Source =

····················

News

2015


TORONTO, ONTARIO – April 15, 2015 – Scorpio Mining Corporation (TSX:SPM)(OTCQX:SMNPF) (“Scorpio Mining” or the “Company”) announced today that its board of directors (the “Board”) has adopted a shareholder rights plan (the “Rights Plan”).  The Company previously adopted a shareholder rights plan effective as of June 23, 2014 which was not submitted to the shareholders to be ratified and, as a result, expired and the rights issued thereunder were terminated in accordance with its terms.

The Rights Plan is intended to ensure that, to the extent possible, the Company’s Board and shareholders have adequate time to consider and evaluate any unsolicited take‐over bid and to identify, solicit, develop and negotiate any value‐enhancing alternatives that would be considered appropriate. This will encourage fair treatment of the Company's shareholders in connection with any unsolicited take‐over bid.  The Rights Plan was not proposed in response to, or in anticipation of, any acquisition or take-over offer and is not intended to prevent a take-over of the Company, to secure continuance of current management or the directors in office or to deter fair offers for the common shares of the Company.

The Board has authorized the issuance of one right in respect of each common share of the Company outstanding at 5:00 p.m. (Toronto time) on April 15, 2015 and each share issued thereafter.

  • The rights will become exercisable if a person, together with their affiliates, associates and joint actors, acquires or announces an intention to acquire beneficial ownership of common shares which, when aggregated with its holdings, total 20% or more of the outstanding common shares of the Company (determined in the manner set out in the Rights Plan).
  • Following the acquisition of 20% or more of the outstanding common shares, each right held by a person other than the acquiring person and its affiliates, associates and joint actors would, upon exercise, entitle the holder to purchase that number of common shares at a substantial discount to the market price of the common shares at that time.
  • The Rights Plan permits the acquisition of control of the Company through a “permitted bid”, a “competing permitted bid” or a negotiated transaction.

····················

Information supplied =
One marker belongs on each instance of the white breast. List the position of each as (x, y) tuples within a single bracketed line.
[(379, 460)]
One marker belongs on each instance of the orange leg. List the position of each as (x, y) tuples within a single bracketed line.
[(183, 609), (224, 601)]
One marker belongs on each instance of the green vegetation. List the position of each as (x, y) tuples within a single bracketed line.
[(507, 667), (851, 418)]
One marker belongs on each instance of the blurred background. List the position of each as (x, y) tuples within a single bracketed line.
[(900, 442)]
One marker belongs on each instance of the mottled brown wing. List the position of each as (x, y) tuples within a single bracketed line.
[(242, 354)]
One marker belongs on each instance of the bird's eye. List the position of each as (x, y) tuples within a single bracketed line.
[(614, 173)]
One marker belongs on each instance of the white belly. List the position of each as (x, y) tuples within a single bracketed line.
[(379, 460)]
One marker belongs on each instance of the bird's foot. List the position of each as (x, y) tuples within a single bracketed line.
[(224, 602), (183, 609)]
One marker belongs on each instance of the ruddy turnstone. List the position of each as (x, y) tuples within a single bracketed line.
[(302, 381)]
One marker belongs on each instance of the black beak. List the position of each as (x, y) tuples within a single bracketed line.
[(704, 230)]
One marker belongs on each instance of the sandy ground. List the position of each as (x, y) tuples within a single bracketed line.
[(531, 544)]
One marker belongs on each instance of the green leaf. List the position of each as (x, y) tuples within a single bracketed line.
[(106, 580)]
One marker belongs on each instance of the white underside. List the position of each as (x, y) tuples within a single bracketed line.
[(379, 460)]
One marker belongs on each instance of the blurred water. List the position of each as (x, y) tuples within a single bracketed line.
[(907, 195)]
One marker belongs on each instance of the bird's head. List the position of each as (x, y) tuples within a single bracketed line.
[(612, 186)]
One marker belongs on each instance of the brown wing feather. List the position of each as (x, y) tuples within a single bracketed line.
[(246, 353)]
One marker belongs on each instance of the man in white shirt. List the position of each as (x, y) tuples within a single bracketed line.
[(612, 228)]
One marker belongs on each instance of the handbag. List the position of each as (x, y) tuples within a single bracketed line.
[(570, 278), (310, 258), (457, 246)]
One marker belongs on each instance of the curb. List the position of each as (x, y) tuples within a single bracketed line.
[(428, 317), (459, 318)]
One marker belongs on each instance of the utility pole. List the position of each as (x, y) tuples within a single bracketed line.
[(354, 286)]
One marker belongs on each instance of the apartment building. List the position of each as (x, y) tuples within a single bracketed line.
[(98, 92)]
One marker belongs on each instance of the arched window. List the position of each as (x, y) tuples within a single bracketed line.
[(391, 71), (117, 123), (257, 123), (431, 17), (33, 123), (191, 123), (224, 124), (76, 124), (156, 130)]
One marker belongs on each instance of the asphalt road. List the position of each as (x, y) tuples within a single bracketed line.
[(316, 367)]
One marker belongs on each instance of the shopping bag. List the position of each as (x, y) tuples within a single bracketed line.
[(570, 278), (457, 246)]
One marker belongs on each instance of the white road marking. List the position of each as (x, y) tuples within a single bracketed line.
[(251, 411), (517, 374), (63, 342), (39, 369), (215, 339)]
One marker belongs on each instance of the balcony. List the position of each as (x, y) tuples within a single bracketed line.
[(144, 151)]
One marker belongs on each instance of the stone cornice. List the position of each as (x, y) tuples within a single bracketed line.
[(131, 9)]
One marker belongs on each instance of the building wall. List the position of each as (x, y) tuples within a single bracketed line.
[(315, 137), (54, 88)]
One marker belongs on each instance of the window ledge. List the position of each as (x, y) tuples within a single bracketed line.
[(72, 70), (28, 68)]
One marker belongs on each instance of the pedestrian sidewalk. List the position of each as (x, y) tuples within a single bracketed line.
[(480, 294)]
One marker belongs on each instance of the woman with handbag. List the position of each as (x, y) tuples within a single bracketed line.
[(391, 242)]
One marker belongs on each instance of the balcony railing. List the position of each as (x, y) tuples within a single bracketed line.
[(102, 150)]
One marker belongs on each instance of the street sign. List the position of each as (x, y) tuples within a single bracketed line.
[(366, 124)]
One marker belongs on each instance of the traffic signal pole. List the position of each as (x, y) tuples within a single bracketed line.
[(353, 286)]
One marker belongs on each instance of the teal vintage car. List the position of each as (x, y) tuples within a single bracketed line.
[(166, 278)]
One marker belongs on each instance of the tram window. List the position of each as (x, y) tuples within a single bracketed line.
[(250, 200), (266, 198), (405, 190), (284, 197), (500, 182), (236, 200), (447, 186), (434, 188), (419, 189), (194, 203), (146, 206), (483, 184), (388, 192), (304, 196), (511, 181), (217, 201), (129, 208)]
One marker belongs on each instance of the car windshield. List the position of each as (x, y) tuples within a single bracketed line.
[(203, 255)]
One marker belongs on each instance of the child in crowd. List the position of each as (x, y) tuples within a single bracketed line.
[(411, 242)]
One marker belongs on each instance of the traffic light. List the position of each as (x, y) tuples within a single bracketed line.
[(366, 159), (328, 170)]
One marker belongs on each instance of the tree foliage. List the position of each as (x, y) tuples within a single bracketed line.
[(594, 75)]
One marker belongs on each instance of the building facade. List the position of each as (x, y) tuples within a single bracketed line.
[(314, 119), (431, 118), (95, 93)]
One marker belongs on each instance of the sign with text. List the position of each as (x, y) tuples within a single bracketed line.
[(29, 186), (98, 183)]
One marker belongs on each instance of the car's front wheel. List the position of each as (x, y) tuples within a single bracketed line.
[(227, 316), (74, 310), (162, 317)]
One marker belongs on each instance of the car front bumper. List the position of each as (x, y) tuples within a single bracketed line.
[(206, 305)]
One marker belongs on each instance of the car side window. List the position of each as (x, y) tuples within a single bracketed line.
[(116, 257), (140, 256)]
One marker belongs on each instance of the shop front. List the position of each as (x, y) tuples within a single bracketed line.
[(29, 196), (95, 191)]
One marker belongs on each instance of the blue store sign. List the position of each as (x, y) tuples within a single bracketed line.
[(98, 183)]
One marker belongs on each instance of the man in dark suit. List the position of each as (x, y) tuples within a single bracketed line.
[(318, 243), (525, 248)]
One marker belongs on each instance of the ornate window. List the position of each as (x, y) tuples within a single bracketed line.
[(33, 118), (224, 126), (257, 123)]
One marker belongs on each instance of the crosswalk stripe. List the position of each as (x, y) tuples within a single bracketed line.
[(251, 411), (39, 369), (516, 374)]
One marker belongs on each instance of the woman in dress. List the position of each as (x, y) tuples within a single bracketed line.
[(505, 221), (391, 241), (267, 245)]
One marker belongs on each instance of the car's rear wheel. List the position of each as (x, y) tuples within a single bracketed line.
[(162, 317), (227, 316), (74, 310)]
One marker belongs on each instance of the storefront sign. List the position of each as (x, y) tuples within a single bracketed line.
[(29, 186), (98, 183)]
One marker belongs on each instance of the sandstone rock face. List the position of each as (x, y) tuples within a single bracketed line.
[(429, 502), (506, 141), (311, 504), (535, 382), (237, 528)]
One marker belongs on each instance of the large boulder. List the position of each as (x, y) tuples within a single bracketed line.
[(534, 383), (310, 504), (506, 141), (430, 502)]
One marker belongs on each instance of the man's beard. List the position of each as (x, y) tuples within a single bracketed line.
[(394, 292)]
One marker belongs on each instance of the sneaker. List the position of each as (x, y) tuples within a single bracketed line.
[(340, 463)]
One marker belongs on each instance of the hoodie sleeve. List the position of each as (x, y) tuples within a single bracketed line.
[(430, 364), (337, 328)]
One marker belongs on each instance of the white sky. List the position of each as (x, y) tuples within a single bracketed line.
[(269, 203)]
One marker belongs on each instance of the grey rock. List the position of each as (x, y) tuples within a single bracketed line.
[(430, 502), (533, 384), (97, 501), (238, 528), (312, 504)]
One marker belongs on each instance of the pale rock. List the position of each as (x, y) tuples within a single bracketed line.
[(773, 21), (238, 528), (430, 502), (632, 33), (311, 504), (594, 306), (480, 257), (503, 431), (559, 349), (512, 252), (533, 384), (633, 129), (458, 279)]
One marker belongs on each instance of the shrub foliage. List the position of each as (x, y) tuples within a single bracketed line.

····················

Goals =
#1 Duplicate the part of the rights plan announcement between "The Board has" and "share issued thereafter.", inclusive.
#2 Rewrite the records between the lines holding "One marker belongs on each instance of the building wall." and "[(480, 294)]", inclusive, with every request line kept as is and every x and y coordinate in the answers increased by 81. Output only those lines.

Answer set =
#1
The Board has authorized the issuance of one right in respect of each common share of the Company outstanding at 5:00 p.m. (Toronto time) on April 15, 2015 and each share issued thereafter.

#2
One marker belongs on each instance of the building wall. List the position of each as (x, y) tuples within a single bracketed line.
[(396, 218), (135, 169)]
One marker belongs on each instance of the window ledge. List the position of each as (x, y) tuples within a single bracketed line.
[(153, 151), (109, 149)]
One marker belongs on each instance of the pedestrian sidewalk. List the position of each as (x, y) tuples within a single bracketed line.
[(561, 375)]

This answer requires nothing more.